▶ Supplied information
——————

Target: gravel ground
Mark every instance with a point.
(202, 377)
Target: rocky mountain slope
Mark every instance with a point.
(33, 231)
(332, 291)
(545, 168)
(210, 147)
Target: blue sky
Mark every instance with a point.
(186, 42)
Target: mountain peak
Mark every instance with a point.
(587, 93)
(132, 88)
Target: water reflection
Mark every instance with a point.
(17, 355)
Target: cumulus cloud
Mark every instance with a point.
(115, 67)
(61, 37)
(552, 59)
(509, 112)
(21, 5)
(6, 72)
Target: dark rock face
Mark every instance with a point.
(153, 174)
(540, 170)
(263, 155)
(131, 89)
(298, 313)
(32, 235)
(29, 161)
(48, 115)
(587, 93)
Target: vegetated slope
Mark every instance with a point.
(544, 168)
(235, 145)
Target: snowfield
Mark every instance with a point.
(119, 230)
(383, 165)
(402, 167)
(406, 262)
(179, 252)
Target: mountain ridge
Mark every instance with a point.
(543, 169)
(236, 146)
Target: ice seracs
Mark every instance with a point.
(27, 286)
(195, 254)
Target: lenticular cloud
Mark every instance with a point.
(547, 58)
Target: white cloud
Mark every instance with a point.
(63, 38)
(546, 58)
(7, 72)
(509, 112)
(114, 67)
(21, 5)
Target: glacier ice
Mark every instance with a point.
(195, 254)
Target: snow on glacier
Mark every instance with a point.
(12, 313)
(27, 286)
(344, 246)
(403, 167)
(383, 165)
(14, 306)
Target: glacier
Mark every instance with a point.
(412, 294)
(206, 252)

——————

▶ Try it
Word for word, transcribe the data shown above.

▶ Response to the exercise
Target: gravel ground
Mark every instance with a point.
(202, 377)
Target: rocky mountain slope
Mark every instance with a point.
(33, 231)
(332, 291)
(545, 168)
(210, 147)
Target: blue sky
Mark every instance with a point.
(186, 42)
Target: mountain peak
Mark every instance with a point.
(587, 93)
(132, 88)
Target: water reflection
Mark every instance with a point.
(17, 355)
Target: cumulus cloud
Mark every instance with a point.
(115, 67)
(61, 37)
(552, 59)
(509, 112)
(21, 5)
(6, 72)
Target: dark rock face
Mark every instance with a point.
(153, 174)
(540, 170)
(263, 155)
(131, 89)
(298, 313)
(32, 235)
(29, 161)
(48, 115)
(587, 93)
Target: vegetated slope
Mark every instance with a point.
(544, 168)
(235, 145)
Target: snowfield
Mark every instance with a point.
(119, 230)
(383, 165)
(402, 167)
(406, 262)
(179, 252)
Target: mountain ridge
Mark every instance with a point.
(543, 169)
(236, 146)
Target: ice seracs
Mark every instance with a point.
(27, 286)
(195, 254)
Target: lenticular cloud
Mark every instance with a point.
(547, 58)
Target: white cloud
Mark every instance with a point.
(63, 38)
(546, 58)
(7, 72)
(509, 112)
(114, 67)
(21, 5)
Target: glacier ice
Mark every instance with a point.
(195, 254)
Target: snow on glacier
Mark every instance with a point.
(12, 313)
(27, 286)
(344, 246)
(403, 167)
(383, 165)
(14, 306)
Target: glacier
Mark every instance with a point.
(412, 294)
(206, 252)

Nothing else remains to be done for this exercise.